__EXERCISE TASK__.
Count the lines in the listing below that contain the word "white", where case counts. Give only the number.

__GIVEN DATA__.
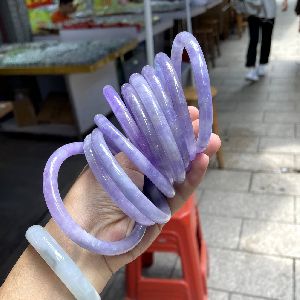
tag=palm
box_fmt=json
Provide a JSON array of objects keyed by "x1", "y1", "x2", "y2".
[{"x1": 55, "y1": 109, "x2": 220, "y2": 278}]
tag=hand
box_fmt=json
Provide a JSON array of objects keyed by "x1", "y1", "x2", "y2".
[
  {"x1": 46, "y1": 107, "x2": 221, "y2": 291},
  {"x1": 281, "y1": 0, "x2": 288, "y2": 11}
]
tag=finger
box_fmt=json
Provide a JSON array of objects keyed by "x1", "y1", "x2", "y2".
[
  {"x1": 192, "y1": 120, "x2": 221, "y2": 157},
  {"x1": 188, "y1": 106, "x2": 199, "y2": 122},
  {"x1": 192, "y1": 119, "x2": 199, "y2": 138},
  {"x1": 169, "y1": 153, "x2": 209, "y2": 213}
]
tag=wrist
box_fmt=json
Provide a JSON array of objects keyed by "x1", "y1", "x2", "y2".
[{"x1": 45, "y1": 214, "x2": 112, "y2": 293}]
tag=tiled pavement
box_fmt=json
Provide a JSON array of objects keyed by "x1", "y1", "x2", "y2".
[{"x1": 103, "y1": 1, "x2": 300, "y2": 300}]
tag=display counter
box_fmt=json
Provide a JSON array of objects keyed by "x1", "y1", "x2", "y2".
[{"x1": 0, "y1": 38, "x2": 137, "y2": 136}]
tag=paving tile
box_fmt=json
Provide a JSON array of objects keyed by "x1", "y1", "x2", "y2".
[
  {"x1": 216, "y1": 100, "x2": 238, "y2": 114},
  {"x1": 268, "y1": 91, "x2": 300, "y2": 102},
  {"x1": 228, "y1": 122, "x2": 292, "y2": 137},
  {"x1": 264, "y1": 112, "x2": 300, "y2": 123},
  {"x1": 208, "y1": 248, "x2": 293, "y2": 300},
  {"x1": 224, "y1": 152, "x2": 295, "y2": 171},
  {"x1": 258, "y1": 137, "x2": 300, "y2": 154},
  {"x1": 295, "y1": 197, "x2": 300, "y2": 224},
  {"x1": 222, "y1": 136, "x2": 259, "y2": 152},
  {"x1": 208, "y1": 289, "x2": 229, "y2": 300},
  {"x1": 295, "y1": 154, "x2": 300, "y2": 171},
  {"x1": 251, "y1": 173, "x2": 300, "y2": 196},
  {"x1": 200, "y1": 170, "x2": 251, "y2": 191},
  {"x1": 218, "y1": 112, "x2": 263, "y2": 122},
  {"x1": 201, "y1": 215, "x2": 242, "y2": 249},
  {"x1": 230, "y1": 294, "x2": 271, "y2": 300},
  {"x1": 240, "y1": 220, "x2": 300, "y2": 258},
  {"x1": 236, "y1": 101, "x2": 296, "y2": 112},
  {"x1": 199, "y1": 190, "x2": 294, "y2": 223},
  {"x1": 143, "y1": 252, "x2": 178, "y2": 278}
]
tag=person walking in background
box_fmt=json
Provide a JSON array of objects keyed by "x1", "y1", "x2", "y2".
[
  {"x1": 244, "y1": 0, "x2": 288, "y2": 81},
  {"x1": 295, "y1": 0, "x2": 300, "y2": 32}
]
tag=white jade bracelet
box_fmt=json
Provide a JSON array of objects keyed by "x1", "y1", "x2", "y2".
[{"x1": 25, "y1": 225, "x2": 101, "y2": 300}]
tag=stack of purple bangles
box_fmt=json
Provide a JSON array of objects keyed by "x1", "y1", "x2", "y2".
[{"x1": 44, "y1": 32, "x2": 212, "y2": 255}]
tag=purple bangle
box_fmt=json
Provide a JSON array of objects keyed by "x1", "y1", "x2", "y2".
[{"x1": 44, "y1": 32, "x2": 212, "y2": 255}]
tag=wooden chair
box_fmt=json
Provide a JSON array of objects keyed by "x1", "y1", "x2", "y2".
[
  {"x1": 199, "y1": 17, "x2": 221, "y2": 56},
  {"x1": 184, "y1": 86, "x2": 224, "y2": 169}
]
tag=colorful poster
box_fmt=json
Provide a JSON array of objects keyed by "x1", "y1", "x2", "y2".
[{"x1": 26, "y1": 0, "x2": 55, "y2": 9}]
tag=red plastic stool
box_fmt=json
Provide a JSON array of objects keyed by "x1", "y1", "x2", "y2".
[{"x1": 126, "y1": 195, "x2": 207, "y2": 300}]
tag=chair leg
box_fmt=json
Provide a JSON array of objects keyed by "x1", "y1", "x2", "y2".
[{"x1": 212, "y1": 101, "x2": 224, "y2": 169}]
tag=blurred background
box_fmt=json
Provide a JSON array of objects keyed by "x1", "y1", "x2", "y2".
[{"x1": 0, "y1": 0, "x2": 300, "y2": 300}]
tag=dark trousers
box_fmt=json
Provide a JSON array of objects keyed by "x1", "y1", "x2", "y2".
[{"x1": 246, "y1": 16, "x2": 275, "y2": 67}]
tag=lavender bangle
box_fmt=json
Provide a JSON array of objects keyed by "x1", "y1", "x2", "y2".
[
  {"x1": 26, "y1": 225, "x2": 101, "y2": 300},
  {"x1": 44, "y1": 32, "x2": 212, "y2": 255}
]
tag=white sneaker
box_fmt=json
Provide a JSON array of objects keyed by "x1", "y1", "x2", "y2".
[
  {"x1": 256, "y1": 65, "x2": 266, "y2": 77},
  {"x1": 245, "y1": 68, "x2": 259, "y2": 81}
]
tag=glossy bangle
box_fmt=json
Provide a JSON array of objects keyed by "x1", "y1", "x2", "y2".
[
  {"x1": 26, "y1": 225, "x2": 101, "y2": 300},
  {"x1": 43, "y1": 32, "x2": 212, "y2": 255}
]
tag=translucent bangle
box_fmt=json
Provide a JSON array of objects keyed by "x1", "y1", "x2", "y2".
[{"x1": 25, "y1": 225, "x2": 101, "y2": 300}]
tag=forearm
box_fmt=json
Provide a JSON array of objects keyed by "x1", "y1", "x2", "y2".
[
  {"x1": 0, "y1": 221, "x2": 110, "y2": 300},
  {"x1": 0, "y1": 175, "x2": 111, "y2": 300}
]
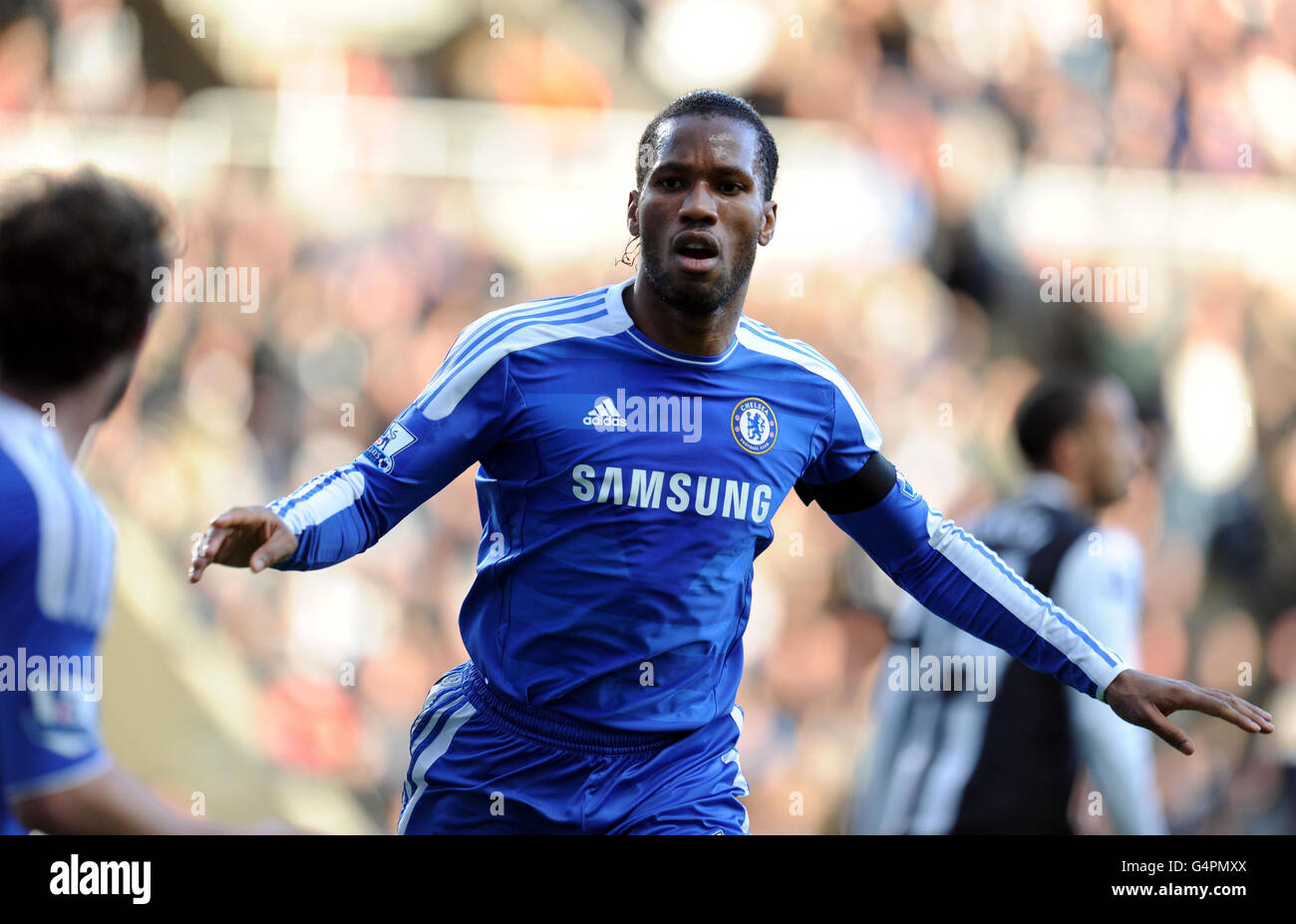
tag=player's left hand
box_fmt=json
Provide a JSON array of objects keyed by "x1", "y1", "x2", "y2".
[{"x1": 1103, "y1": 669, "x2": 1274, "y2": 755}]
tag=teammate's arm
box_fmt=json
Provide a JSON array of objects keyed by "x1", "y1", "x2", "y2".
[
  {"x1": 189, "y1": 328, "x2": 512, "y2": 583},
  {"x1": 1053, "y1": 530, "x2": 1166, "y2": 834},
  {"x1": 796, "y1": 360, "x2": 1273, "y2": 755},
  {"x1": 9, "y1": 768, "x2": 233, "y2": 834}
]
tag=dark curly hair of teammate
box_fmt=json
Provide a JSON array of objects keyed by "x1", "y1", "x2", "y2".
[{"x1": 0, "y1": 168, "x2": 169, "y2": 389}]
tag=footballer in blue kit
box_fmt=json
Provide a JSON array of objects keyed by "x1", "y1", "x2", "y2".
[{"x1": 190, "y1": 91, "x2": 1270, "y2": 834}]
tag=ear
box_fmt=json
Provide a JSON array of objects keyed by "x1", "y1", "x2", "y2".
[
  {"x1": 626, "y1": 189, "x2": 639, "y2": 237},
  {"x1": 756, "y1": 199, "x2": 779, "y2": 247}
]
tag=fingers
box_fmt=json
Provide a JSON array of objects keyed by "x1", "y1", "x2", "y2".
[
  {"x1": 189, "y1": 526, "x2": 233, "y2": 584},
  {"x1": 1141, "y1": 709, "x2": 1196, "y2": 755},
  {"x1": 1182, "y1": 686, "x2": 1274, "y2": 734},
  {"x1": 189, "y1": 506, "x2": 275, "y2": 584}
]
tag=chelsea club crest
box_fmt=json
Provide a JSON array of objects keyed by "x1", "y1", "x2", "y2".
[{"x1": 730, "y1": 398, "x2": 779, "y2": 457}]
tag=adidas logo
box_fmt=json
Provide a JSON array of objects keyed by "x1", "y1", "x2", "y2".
--
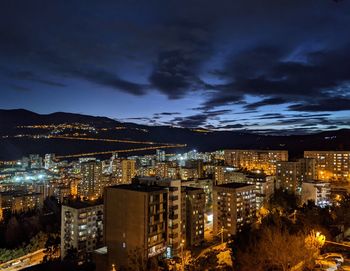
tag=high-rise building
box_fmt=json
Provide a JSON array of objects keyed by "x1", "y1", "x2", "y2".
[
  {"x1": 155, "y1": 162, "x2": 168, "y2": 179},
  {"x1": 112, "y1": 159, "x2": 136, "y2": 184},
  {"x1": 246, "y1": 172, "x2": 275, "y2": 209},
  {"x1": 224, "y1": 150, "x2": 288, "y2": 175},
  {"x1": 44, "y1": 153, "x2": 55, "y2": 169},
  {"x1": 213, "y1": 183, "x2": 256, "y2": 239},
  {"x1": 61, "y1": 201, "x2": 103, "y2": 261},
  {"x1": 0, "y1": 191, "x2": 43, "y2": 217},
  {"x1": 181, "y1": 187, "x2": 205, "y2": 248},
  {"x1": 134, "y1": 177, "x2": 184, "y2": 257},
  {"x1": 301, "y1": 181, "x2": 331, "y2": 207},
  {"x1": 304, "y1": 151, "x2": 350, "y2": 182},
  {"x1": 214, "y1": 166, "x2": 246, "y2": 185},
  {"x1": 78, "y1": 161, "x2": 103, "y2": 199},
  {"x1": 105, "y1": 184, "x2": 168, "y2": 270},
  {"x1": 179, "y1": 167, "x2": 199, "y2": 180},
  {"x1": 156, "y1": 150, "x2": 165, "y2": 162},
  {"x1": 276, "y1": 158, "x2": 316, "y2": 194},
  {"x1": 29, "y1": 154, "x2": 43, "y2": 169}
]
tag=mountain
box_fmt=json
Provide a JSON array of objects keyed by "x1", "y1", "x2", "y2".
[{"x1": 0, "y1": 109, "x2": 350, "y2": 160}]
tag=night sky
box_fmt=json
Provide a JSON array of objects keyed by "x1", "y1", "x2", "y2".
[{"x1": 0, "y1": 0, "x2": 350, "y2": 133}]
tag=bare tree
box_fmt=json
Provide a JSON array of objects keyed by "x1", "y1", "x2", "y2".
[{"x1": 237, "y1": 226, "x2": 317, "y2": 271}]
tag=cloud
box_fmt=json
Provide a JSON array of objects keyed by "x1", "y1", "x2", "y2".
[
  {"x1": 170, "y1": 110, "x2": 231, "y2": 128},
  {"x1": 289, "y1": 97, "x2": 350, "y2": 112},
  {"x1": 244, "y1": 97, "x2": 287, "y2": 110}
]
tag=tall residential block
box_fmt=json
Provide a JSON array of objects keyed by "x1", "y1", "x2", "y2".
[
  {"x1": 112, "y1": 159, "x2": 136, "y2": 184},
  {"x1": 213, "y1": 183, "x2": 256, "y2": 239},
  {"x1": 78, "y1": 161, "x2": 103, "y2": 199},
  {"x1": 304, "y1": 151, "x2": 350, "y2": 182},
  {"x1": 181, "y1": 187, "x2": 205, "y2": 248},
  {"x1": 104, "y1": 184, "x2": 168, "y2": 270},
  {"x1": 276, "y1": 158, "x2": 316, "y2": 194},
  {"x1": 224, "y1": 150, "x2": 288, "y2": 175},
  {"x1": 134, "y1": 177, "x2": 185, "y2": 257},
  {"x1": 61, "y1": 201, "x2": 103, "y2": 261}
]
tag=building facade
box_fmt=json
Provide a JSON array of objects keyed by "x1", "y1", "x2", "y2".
---
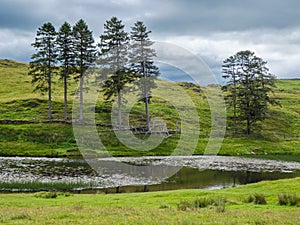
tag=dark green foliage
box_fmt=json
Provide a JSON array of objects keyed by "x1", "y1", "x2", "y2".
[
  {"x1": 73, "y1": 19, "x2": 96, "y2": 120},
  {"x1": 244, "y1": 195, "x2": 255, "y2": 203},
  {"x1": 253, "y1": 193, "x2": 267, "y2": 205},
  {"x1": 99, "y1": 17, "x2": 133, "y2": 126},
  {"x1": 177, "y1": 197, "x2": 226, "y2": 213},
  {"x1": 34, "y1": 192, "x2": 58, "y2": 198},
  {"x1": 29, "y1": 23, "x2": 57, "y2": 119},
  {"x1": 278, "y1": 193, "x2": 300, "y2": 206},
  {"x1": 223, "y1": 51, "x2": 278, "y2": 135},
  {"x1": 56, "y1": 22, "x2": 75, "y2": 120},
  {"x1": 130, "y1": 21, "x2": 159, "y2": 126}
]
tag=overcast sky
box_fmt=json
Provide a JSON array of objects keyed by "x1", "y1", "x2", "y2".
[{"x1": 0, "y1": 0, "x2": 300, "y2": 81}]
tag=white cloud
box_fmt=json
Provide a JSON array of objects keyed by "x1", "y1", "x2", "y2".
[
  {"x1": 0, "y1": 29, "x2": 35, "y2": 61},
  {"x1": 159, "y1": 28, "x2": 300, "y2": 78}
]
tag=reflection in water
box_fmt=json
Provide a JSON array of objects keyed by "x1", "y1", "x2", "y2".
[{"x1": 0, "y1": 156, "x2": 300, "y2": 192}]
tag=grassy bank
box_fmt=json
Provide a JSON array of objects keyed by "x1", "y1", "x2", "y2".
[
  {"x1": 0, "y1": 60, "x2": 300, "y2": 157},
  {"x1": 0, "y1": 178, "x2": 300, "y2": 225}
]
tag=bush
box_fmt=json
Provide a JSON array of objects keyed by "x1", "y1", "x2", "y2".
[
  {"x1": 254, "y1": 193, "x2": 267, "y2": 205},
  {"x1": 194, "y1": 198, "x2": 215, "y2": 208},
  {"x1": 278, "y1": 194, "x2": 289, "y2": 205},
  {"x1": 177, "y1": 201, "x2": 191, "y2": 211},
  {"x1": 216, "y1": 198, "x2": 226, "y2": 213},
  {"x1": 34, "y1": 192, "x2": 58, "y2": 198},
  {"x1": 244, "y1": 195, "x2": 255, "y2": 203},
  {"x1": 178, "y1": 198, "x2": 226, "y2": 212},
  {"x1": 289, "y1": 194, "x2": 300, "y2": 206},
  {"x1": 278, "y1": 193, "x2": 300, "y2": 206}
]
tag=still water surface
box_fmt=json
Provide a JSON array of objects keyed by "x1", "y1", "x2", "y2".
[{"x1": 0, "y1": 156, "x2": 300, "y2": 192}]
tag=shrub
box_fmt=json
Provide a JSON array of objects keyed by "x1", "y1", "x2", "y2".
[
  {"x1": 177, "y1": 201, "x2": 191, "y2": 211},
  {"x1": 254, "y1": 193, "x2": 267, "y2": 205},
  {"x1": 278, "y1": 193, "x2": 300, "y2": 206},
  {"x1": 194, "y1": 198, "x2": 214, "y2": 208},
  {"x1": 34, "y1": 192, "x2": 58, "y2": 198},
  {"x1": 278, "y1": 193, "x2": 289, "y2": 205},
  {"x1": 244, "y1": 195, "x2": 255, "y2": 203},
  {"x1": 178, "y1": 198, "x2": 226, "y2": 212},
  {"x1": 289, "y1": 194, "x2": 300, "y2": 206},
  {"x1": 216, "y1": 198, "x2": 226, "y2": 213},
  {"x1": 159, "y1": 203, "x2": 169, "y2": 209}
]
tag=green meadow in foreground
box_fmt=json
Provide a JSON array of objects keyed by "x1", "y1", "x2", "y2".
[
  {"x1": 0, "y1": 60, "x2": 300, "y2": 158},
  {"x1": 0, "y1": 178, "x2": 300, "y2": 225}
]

__WORKED SOLUTION__.
3